IB Math Analysis and Approaches

This course has been newly added to the IB Programme and has, in fact, replaced the old curriculum, known as Math Applications and Interpretations. Unlike the old curriculum, Math AA is less centralised on calculus and has some focus on other topics such as proofs, bionomial theorms, and statistics. Although some calculus-related contents have been removed, it is still considered as one of the most challenging courses in IB Programme. The first examination session of Math AA was in May 2021.

Overview of the Content

When a new curriculum is introduced, the IB provides schools with a detailed list of the content required to be covered for that new curriculum. Most of IB courses are taught in standard level and higher level. The main difference between the two levels is the amount of content, difficulty of questions, and nature of some topics. In the higher level courses, more content is covered and exam questions are more difficult. In some courses, such as math, the difference between higher and standard levels is very noticeable. IB Math AA Syllabus content can be found here.
* * *
## Problems to solve
1. Answer these questions from the page on IB Math Analysis and Approaches:
(a) When was the first examination session of Math AA?
(b) What does the IB give schools when a new curriculum is introduced?
(c) How do exam questions in the higher level courses compare?
2. From the page on IB Math Analysis and Approaches, reproduce the text from "IB Math Analysis" to "in May 2021.", word for word.
* * *
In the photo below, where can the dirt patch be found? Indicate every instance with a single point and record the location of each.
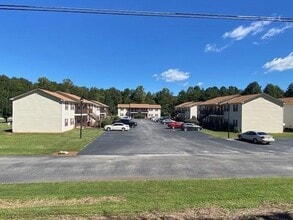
(14, 204)
(65, 153)
(265, 212)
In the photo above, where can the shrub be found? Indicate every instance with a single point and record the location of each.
(106, 121)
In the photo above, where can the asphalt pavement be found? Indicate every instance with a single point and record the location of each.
(151, 151)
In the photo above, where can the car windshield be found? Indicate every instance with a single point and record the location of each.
(262, 133)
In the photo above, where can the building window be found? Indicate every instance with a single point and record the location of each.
(66, 122)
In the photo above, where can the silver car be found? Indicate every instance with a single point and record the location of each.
(117, 127)
(256, 137)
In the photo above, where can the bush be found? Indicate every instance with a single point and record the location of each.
(106, 121)
(192, 120)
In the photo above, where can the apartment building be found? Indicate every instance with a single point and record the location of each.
(139, 110)
(43, 111)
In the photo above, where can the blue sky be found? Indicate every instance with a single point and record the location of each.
(106, 51)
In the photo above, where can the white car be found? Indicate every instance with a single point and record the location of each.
(117, 127)
(256, 137)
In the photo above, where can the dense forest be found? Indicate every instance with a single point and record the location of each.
(11, 87)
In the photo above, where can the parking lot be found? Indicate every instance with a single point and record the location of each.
(156, 139)
(151, 151)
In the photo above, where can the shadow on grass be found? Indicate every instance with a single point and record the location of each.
(9, 130)
(269, 216)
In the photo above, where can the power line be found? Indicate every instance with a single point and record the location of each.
(142, 13)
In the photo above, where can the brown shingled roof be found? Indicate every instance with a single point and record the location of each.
(287, 101)
(187, 104)
(219, 100)
(243, 99)
(133, 105)
(100, 104)
(57, 95)
(74, 97)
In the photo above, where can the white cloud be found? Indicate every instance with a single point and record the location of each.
(241, 32)
(275, 31)
(199, 84)
(172, 75)
(280, 64)
(211, 48)
(215, 48)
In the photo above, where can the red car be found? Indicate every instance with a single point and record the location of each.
(174, 124)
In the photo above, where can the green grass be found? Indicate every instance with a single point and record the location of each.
(224, 134)
(220, 134)
(43, 144)
(120, 198)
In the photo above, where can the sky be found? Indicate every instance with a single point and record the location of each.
(105, 51)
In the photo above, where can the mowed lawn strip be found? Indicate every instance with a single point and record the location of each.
(233, 135)
(120, 198)
(44, 144)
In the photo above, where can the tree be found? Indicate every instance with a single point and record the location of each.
(181, 97)
(274, 91)
(149, 98)
(66, 86)
(166, 100)
(211, 92)
(194, 94)
(138, 95)
(112, 99)
(289, 91)
(252, 88)
(126, 96)
(44, 83)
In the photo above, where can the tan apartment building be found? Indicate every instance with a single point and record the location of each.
(288, 112)
(44, 111)
(188, 109)
(243, 113)
(139, 110)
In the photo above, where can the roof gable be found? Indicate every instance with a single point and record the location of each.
(287, 101)
(188, 104)
(219, 100)
(134, 105)
(247, 98)
(49, 94)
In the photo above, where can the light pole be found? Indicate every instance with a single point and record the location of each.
(81, 107)
(228, 121)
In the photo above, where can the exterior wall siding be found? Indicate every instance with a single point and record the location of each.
(288, 116)
(69, 115)
(234, 116)
(261, 114)
(193, 112)
(35, 113)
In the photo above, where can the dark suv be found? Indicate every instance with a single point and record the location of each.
(128, 122)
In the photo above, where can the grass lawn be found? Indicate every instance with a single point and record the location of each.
(120, 198)
(224, 134)
(44, 144)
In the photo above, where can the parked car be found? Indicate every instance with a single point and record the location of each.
(166, 121)
(175, 124)
(128, 122)
(190, 127)
(256, 137)
(117, 127)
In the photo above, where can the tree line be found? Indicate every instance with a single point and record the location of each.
(11, 87)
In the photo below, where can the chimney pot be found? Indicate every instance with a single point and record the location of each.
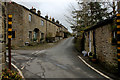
(33, 10)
* * *
## Written answers
1.
(a) May 2021
(b) A detailed list of the content required to be covered for that new curriculum
(c) They are more difficult.

2.
IB Math Analysis and Approaches

This course has been newly added to the IB Programme and has, in fact, replaced the old curriculum, known as Math Applications and Interpretations. Unlike the old curriculum, Math AA is less centralised on calculus and has some focus on other topics such as proofs, bionomial theorms, and statistics. Although some calculus-related contents have been removed, it is still considered as one of the most challenging courses in IB Programme. The first examination session of Math AA was in May 2021.